# [Set of tasks]
1 - In the patch review, what does the reviewer suggest documenting?
2 - Summarize the patch review in two sentences.
3 - Carry the patch review on from the point where it stops.

# [Article]

______________________________

Maybe should just document that closures have port number 0?

> +        } else {
> +            OVS_NOT_REACHED();
> +        }
> 
>         struct ovs_list txq;
> -        bool is_miss = (am->pin.up.reason == OFPR_NO_MATCH ||
> -                        am->pin.up.reason == OFPR_EXPLICIT_MISS ||
> -                        am->pin.up.reason == OFPR_IMPLICIT_MISS);
> -        pinsched_send(ofconn->schedulers[is_miss],
> -                      am->pin.up.flow_metadata.flow.in_port.ofp_port,
> -                      msg, &txq);
> +        pinsched_send(ofconn->schedulers[sched], port, msg, &txq);
>         do_send_packet_ins(ofconn, &txq);
>     }
> }
> @@ -2247,6 +2276,10 @@ ofmonitor_wait(struct connmgr *mgr)
> void
> ofproto_async_msg_free(struct ofproto_async_msg *am)

______________________________

Records from a data collection
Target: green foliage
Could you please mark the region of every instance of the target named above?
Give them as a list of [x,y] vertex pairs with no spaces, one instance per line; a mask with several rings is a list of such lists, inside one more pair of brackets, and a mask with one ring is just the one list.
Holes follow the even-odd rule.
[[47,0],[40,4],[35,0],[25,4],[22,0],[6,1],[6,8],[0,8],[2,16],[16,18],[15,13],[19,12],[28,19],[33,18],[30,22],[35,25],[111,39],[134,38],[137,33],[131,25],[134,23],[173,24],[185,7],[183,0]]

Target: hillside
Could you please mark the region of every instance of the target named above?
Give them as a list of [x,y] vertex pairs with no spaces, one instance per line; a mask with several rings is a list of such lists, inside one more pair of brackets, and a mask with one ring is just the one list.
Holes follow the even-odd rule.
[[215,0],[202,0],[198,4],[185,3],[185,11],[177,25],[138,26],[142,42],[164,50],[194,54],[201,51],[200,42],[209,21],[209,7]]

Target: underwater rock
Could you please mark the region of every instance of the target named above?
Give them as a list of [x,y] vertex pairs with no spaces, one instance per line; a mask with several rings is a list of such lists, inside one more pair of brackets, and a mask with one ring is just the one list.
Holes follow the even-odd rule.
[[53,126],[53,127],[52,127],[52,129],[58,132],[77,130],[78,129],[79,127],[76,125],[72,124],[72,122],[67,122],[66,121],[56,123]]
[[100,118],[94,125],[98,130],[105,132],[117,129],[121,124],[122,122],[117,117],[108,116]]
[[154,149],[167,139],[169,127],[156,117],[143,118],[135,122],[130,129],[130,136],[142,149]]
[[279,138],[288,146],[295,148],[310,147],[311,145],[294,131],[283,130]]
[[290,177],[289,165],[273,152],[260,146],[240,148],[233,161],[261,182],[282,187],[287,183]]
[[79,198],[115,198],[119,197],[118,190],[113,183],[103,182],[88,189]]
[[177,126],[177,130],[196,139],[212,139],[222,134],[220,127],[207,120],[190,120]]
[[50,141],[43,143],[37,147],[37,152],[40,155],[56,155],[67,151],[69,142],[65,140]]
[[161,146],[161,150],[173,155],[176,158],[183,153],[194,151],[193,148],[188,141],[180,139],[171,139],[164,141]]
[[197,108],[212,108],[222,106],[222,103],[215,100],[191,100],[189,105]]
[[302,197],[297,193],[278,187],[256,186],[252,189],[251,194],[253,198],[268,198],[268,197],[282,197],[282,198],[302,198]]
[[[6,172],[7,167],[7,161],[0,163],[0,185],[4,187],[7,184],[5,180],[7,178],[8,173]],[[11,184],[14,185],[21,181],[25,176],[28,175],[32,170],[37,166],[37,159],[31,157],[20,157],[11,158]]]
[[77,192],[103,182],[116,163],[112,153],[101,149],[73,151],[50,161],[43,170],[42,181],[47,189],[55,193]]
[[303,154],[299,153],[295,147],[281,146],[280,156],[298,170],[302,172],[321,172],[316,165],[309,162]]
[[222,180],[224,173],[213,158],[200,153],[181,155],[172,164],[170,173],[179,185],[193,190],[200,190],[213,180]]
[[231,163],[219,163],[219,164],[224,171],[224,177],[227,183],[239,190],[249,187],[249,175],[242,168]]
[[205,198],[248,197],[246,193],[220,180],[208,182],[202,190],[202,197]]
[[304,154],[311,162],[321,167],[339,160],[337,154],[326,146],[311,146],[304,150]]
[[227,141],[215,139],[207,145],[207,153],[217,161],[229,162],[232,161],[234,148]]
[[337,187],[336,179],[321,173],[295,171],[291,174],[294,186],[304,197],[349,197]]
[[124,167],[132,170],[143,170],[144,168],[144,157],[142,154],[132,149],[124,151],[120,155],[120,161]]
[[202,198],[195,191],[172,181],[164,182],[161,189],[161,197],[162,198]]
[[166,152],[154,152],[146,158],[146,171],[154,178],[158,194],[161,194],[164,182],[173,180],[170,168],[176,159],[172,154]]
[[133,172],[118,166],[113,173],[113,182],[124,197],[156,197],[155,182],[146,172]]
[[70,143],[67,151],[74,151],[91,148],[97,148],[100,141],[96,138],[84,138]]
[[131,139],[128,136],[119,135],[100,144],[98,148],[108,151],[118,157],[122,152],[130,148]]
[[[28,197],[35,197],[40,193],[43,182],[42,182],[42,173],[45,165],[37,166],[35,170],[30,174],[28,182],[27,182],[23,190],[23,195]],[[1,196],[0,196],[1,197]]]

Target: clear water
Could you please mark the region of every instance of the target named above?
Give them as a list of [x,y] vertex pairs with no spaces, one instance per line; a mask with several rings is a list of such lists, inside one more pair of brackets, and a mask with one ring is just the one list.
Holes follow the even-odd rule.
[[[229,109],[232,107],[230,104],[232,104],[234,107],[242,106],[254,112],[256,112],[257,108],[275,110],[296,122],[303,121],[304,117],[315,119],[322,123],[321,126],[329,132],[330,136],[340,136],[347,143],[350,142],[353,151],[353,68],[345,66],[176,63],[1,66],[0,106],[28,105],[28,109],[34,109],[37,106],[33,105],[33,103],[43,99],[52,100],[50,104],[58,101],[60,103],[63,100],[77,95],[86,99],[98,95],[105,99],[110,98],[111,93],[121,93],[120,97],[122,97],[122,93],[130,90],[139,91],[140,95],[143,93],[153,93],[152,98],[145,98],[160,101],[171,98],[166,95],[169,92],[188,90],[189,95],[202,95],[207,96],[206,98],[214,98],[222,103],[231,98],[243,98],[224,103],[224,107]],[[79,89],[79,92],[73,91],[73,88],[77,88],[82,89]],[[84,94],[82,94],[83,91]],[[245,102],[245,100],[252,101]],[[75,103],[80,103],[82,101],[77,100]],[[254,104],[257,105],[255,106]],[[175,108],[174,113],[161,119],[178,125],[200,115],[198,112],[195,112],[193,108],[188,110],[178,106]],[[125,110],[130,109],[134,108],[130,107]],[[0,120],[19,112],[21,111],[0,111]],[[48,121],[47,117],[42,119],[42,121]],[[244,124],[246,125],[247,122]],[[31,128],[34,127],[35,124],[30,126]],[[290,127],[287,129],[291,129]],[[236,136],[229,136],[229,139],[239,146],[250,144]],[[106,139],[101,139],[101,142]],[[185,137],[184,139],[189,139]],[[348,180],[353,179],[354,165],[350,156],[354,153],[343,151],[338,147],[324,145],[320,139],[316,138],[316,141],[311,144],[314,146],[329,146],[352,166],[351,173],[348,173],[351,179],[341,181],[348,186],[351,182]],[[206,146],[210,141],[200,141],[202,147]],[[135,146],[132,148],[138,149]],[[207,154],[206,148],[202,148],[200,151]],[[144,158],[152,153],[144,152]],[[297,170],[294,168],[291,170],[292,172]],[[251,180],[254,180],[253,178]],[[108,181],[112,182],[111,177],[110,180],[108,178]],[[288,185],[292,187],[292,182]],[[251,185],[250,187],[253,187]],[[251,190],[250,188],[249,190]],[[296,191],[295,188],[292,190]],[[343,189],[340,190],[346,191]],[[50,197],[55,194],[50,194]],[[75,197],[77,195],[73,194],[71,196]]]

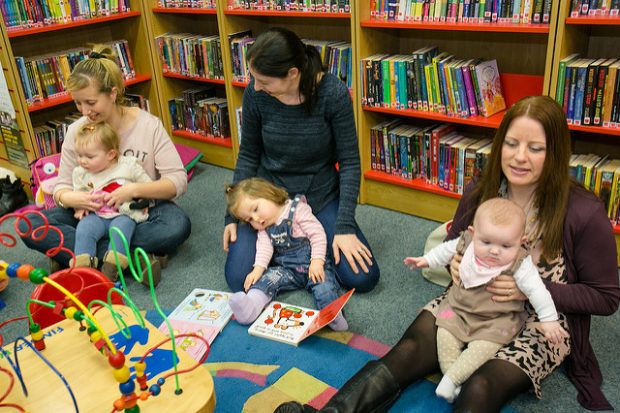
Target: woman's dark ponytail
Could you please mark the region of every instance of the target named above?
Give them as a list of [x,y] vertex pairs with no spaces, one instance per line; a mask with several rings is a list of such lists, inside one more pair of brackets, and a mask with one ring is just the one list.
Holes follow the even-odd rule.
[[288,29],[272,27],[256,38],[247,60],[253,70],[270,77],[284,78],[296,67],[300,73],[299,95],[306,111],[312,112],[317,100],[319,74],[324,70],[321,55],[314,46],[305,45]]

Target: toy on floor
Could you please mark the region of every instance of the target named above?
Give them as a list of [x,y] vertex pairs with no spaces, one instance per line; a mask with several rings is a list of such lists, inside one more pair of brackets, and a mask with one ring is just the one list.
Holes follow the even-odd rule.
[[[43,217],[45,227],[32,231],[27,217],[30,214]],[[60,245],[48,251],[48,256],[54,256],[61,251],[73,255],[70,250],[63,247],[63,237],[60,231],[48,225],[47,220],[40,212],[29,211],[24,214],[5,215],[0,218],[0,225],[11,217],[16,218],[15,230],[19,236],[41,239],[50,230],[60,235]],[[28,232],[21,233],[17,229],[17,223],[20,220],[24,220],[28,224]],[[112,231],[114,230],[112,229]],[[120,232],[117,233],[120,234]],[[120,235],[122,236],[122,234]],[[110,236],[110,239],[113,237]],[[131,273],[134,278],[141,282],[141,263],[149,265],[146,253],[137,249],[134,253],[134,259],[131,260],[127,242],[124,239],[123,242],[123,251],[130,258]],[[0,243],[12,247],[16,240],[12,235],[0,231]],[[113,245],[113,250],[116,254],[115,245]],[[139,255],[143,259],[138,259]],[[134,267],[134,263],[137,264],[137,268]],[[109,286],[106,301],[92,299],[85,304],[77,295],[87,296],[83,293],[92,289],[93,286],[97,286],[102,280],[101,277],[103,277],[103,283],[106,281],[110,283],[97,270],[69,268],[48,275],[45,269],[34,268],[29,264],[10,263],[7,265],[0,262],[0,279],[2,275],[19,278],[23,281],[30,281],[39,287],[44,286],[61,293],[59,299],[47,301],[30,298],[26,303],[26,316],[0,323],[0,327],[2,327],[7,323],[27,318],[30,341],[32,342],[24,337],[19,337],[15,340],[12,349],[7,350],[2,348],[3,339],[0,335],[0,373],[3,373],[0,374],[0,388],[7,388],[4,394],[0,394],[0,408],[12,407],[17,411],[26,412],[26,408],[18,402],[21,404],[28,402],[29,411],[33,413],[36,411],[71,411],[71,408],[76,412],[79,412],[80,408],[83,411],[101,411],[101,407],[105,406],[106,403],[110,404],[111,412],[124,411],[125,413],[140,411],[210,412],[213,410],[215,398],[213,397],[211,376],[204,369],[196,370],[204,362],[209,351],[207,350],[198,362],[184,352],[177,353],[174,333],[155,296],[150,267],[147,268],[147,273],[151,297],[155,309],[168,324],[170,337],[161,335],[150,324],[147,326],[144,318],[125,292],[127,290],[125,278],[120,271],[118,259],[117,266],[119,266],[119,274],[121,274],[120,288],[113,285]],[[92,280],[96,281],[93,283]],[[67,284],[74,287],[74,292],[77,292],[77,295],[66,288],[65,285]],[[125,306],[114,305],[113,297],[120,297],[121,303],[124,303]],[[41,307],[52,309],[55,314],[61,315],[65,321],[44,330],[39,323],[35,322],[33,317],[38,308]],[[102,311],[102,314],[96,317],[95,314],[101,309],[106,311]],[[72,327],[74,322],[78,323],[78,328]],[[113,328],[118,328],[119,331],[113,335],[108,334],[108,331]],[[88,335],[88,340],[80,337],[80,332],[85,332]],[[176,338],[186,336],[204,341],[208,348],[206,340],[195,334],[178,335]],[[95,347],[95,350],[90,347],[91,345]],[[171,350],[167,347],[171,347]],[[139,350],[141,354],[132,357],[133,354],[136,354],[136,351],[132,352],[132,350]],[[43,365],[40,361],[36,361],[37,357],[47,365],[49,370],[54,372],[57,378],[41,368]],[[106,362],[101,361],[103,358]],[[6,363],[10,369],[4,367]],[[105,370],[111,370],[111,374]],[[135,379],[132,377],[131,370],[134,371]],[[26,386],[25,373],[35,383],[32,389]],[[183,387],[181,387],[179,379],[181,374],[188,375],[187,383],[184,383]],[[23,396],[19,394],[19,391],[13,390],[14,375],[21,385]],[[3,376],[8,377],[8,386],[3,385]],[[45,376],[44,380],[41,380],[42,376]],[[149,380],[156,376],[159,376],[157,380],[152,381],[149,385]],[[34,380],[35,378],[37,380]],[[112,378],[113,380],[111,380]],[[173,392],[166,392],[164,395],[162,387],[169,378],[174,378],[175,389]],[[117,384],[115,385],[114,382]],[[65,390],[61,391],[62,388]],[[191,392],[186,392],[186,396],[183,396],[184,391]],[[149,401],[151,398],[161,401],[151,402]],[[32,403],[30,403],[31,401]],[[34,410],[35,407],[40,410]]]

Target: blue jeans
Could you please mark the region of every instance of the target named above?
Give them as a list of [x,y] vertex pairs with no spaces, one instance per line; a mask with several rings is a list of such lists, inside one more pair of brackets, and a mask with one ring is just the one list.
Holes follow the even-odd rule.
[[[133,233],[136,230],[136,221],[129,218],[127,215],[119,215],[114,218],[103,218],[97,214],[90,213],[86,215],[80,222],[78,222],[75,228],[75,248],[73,252],[75,255],[88,254],[91,257],[97,255],[97,242],[108,236],[110,228],[118,229],[127,242],[131,244]],[[117,251],[123,250],[123,241],[121,237],[114,232],[113,233],[114,245]],[[108,243],[107,250],[112,249],[112,239]]]
[[[325,233],[327,234],[327,252],[332,262],[335,262],[332,242],[334,241],[334,234],[336,232],[337,214],[337,199],[314,214],[323,225]],[[368,245],[366,237],[357,225],[355,235],[357,235],[359,240],[364,243],[372,253],[372,249]],[[255,256],[256,231],[250,225],[237,225],[237,241],[229,245],[226,267],[224,268],[224,276],[226,277],[226,282],[231,291],[243,291],[243,282],[245,281],[245,277],[252,271]],[[344,255],[340,254],[340,263],[336,265],[336,278],[344,289],[349,290],[355,288],[357,292],[367,292],[375,288],[375,285],[379,282],[380,274],[379,265],[375,260],[374,254],[372,257],[372,266],[368,267],[368,273],[364,273],[361,268],[359,268],[359,265],[358,270],[358,274],[354,273]]]
[[[73,217],[73,209],[53,208],[42,211],[50,224],[58,227],[64,235],[64,245],[70,250],[75,249],[75,228],[78,220]],[[29,216],[33,228],[43,225],[42,220],[36,216]],[[26,231],[27,225],[20,222],[21,231]],[[163,255],[174,252],[192,232],[189,217],[183,210],[170,201],[156,201],[154,207],[149,208],[149,219],[136,226],[130,249],[142,248],[148,253]],[[48,232],[47,237],[41,241],[32,238],[22,238],[28,248],[45,253],[51,248],[57,247],[59,240],[55,232]],[[99,261],[108,249],[108,237],[97,242],[97,257]],[[54,257],[61,265],[69,266],[71,257],[61,252]]]

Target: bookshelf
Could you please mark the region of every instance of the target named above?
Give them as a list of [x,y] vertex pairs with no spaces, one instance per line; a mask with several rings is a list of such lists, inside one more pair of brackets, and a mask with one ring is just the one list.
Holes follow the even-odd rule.
[[[554,61],[559,62],[572,53],[580,53],[584,58],[620,58],[618,53],[620,17],[570,17],[570,3],[570,0],[561,0],[559,3]],[[558,75],[558,67],[555,64],[551,73],[550,96],[555,96]],[[569,125],[569,129],[573,153],[609,154],[611,158],[620,158],[620,145],[618,145],[620,128]],[[614,233],[620,251],[620,225],[614,227]],[[620,262],[620,252],[618,254]]]
[[[160,7],[157,0],[145,0],[148,11],[146,12],[147,21],[149,22],[151,38],[150,47],[152,48],[152,59],[155,71],[153,76],[159,85],[159,100],[162,107],[162,121],[168,130],[172,139],[176,142],[192,146],[200,150],[203,155],[203,161],[222,166],[225,168],[233,168],[237,148],[230,136],[225,138],[205,136],[198,133],[173,130],[170,117],[170,109],[168,101],[175,97],[180,97],[182,92],[191,88],[199,88],[201,86],[212,85],[215,87],[216,96],[227,97],[227,86],[225,79],[202,78],[196,76],[186,76],[181,73],[164,72],[155,38],[164,33],[191,33],[202,36],[222,36],[220,30],[219,11],[215,8],[187,8],[187,7]],[[224,60],[224,59],[223,59]],[[224,64],[225,61],[223,61]],[[227,73],[227,72],[225,72]],[[229,100],[229,116],[231,128],[235,124],[235,113]]]
[[[69,94],[50,97],[28,105],[17,74],[15,56],[25,58],[40,56],[71,48],[88,47],[89,44],[125,39],[129,44],[136,71],[135,78],[126,81],[127,92],[143,95],[149,100],[151,113],[161,116],[157,87],[151,75],[153,65],[148,38],[147,24],[140,0],[130,1],[130,11],[109,16],[26,29],[12,28],[8,31],[3,25],[2,40],[6,46],[3,56],[7,64],[5,68],[15,74],[11,89],[18,103],[15,107],[19,108],[23,120],[20,128],[30,161],[40,156],[36,149],[34,128],[45,124],[48,120],[64,118],[75,112],[76,108]],[[5,154],[0,153],[0,158],[2,163],[8,164]],[[20,170],[12,165],[7,167],[15,170],[22,180],[29,183],[29,170]]]
[[[558,5],[554,2],[548,25],[396,22],[372,19],[370,0],[361,0],[356,2],[355,10],[357,61],[377,53],[411,53],[430,45],[460,58],[497,59],[509,106],[524,96],[549,93],[557,11]],[[420,126],[453,123],[469,136],[484,137],[492,136],[503,112],[488,118],[456,118],[413,109],[369,107],[362,105],[359,99],[356,106],[364,177],[361,202],[436,221],[451,219],[459,195],[429,185],[422,179],[406,180],[371,170],[370,128],[385,120],[401,118]]]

______________________________

# [Answers in order]
1 - That closures have port number 0.

2 - The reviewer suggests it may be enough to document that closures have port number 0. The quoted diff adds an else branch that calls OVS_NOT_REACHED() and replaces the is_miss check and the original pinsched_send call with a single call that passes sched and port.

3 -
> {
> -    free(CONST_CAST(void *, am->pin.up.packet));
> +    if (am->oam == OAM_PACKET_IN) {
> +        free(CONST_CAST(void *, am->pin.up.packet));
> +    } else if (am->oam == OAM_CLOSURE) {
> +        ofputil_closure_private_destroy(&am->closure);
> +    }
>     free(am);
> }
> diff --git a/ofproto/connmgr.h b/ofproto/connmgr.h
> index fb7573e..e3c6b59 100644
> --- a/ofproto/connmgr.h
> +++ b/ofproto/connmgr.h
> @@ -66,6 +66,9 @@ struct ofproto_async_msg {
>             struct ofputil_packet_in up;
>             int max_len;                /* From action, or -1 if none. */
>         } pin;
> +
> +        /* OAM_CLOSURE. */
> +        struct ofputil_closure_private closure;
>     };
> };
> void ofproto_async_msg_free(struct ofproto_async_msg *);
> diff --git a/ofproto/ofproto-dpif-xlate.c b/ofproto/ofproto-dpif-xlate.c
> index 6e928da..a71f778 100644
> --- a/ofproto/ofproto-dpif-xlate.c
> +++ b/ofproto/ofproto-dpif-xlate.c
> @@ -294,6 +294,7 @@ struct xlate_ctx {
>                                  * executed after recirculation, or -1. */
>     int last_unroll_offset;     /* Offset in 'action_set' to the latest unroll
>                                  * action, or -1. */
> +    const struct ofpact_pause *pause;
> 
>     /* True if a packet was but is no longer MPLS (due to an MPLS pop action).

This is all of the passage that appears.